*TEXTO BASE*
ANOS 90, ANOS DE FÚRIA: MOVIMENTO
ANARCO-PUNK DO RJ vs. ECATOMBE.
Para quem me conhece de longa data, sabe que na primeira metade dos anos
90 vim a ingressar no Movimento Anarco-Punk do Rio de Janeiro, ou MAP/RJ. Mas
os motivos pelos quais entrei para tal grupo sempre ao meu ponto de vista foram
ignorados por todas as pessoas que viveram tal época e até mesmo, porque se
importariam em saber? Naquela época, eu já conhecia um pouco do Punk, conhecia
algumas pessoas que já haviam participado e ouvia tudo que contavam. Eu achava
foda! Depois vim a conhecer algumas pessoas ligadas ao MAP/RJ, conheci os
integrantes da banda V.N.S. (Vumitando No Sistema, com “U” mesmo e que apenas o guitarrista Maluco era do MAP/RJ) e também vim
a conhecer pessoas da turma da Ecatombe e todos bebíamos numa boa.
Resolvi entrar para o MAP/RJ, depois de uma festa junina na Penha, onde conheci
alguns punks do MAP/SP, entre eles, o Valo Velho, punk dinossauro do movimento
paulistano e que me contou relatos sobre as atividades e trabalhos ligados ao
teatro promovidos pelos punks. Como eu já havia participado de um grupo e um
curso de teatro, fiquei encantado pela idéia de unir o Punk ao Teatro e
realizar esta idéia aqui no Rio. Por muito tempo, durante a minha passagem no
MAP/RJ, escrevi e tentei mostrar textos e poemas para as pessoas mas, não havia
interesse.
Outro problema encontrado, é que quando entrei para o MAP/RJ, segundo Maurício,
vocalista do V.N.S., coisa que eu não deveria ter feito, deveria ter ficado
neutro, era que já havia uma guerrinha entre o grupo e a Ecatombe, onde como já
disse, haviam pessoas que eu já conhecia. Enfim, depois da notícia espalhada,
passei a ser mal visto por muitos e até mesmo a ser hostilizado em várias
ocasiões e até então, eu nada fizera de grave para merecer isso. Ao contrário,
junto com o Morto e alguns MAPs mais novos, defendi que deveríamos buscar uma
aproximação e entendimento com a galera da Ecatombe, coisa que chegou até a
acontecer por um minúsculo período quando o MAP chegou a ir na Praça Saens Peña
conversar com eles. Poderia ter dado certo, porque o ponto de divergência
principal era que alguns membros da Ecatombe mantinham relações com membros do
grupo Carecas do Brasil e isso, ao ponto de vista do MAP/RJ, não correspondia
ao ideal libertário do punk. Um pouco mais de paciência, um pouco mais de
informação e um pouco mais de tolerância, teriam ajudado a transformarmos o
movimento punk do Rio de Janeiro em algo maior, mas não foi isso que aconteceu. Porque ao nos afastarmos deles, davámos oportunidades dos Carecas se aproximarem mais! E nem todos da Ecatombe mantinham relações com os Carecas, inclusive, muitos que lá estavam, hoje lutam contra os ideais Carecas. O tempo informa!

*REGISTROS BRUTOS*

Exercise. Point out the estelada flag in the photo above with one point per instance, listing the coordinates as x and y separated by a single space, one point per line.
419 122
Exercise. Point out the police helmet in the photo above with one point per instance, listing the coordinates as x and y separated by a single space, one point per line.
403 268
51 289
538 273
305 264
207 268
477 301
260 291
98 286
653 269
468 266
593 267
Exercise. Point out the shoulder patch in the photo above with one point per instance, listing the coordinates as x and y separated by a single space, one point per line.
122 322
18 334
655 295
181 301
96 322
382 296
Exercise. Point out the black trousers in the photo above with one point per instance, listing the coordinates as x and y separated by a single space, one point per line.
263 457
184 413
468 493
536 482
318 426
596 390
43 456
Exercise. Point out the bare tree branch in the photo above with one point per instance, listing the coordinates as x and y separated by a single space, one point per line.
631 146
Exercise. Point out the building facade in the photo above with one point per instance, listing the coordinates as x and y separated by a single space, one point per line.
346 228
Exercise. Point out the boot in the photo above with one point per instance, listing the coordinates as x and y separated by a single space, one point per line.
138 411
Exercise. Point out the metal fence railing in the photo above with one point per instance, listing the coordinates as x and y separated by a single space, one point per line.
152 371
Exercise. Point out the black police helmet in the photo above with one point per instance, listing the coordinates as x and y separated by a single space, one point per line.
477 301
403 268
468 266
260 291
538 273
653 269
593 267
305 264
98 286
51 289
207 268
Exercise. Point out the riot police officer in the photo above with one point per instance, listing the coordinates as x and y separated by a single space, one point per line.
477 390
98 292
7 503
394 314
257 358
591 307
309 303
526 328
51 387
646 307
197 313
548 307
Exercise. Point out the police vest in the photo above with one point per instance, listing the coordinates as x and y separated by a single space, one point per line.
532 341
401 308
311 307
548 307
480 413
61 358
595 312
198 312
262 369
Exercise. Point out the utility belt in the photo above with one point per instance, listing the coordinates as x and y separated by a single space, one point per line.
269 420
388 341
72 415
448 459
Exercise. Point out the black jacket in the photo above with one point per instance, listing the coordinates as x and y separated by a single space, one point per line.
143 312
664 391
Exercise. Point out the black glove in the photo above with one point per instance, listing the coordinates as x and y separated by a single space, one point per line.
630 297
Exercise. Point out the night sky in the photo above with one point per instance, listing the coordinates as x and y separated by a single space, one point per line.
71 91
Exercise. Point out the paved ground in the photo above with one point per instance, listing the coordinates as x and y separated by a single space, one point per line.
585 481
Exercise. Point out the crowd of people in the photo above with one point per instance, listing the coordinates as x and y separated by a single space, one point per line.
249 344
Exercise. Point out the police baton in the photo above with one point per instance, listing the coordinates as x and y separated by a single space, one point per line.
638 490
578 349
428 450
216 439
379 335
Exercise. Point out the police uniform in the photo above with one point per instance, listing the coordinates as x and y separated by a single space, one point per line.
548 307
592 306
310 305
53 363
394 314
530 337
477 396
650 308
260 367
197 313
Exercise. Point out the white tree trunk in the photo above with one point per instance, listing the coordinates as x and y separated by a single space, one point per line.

*TAREFAS*
(a) Liste todas as pessoas citadas pelo nome ou apelido no texto sobre o movimento anarco-punk do Rio.
(b) Nos registros, reproduza as linhas a partir da que contém "Exercise. Point out the crowd" até o fim deles, substituindo "Point out" por "Mark" e mantendo todo o resto igual.
O texto e os registros são materiais independentes entre si.

*EXERCÍCIO RESOLVIDO*
(a)
Maluco
Valo Velho
Maurício
Morto

(b)
Exercise. Mark the crowd of people in the photo above with one point per instance, listing the coordinates as x and y separated by a single space, one point per line.
249 344
Exercise. Mark the police baton in the photo above with one point per instance, listing the coordinates as x and y separated by a single space, one point per line.
638 490
578 349
428 450
216 439
379 335
Exercise. Mark the police uniform in the photo above with one point per instance, listing the coordinates as x and y separated by a single space, one point per line.
548 307
592 306
310 305
53 363
394 314
530 337
477 396
650 308
260 367
197 313
Exercise. Mark the white tree trunk in the photo above with one point per instance, listing the coordinates as x and y separated by a single space, one point per line.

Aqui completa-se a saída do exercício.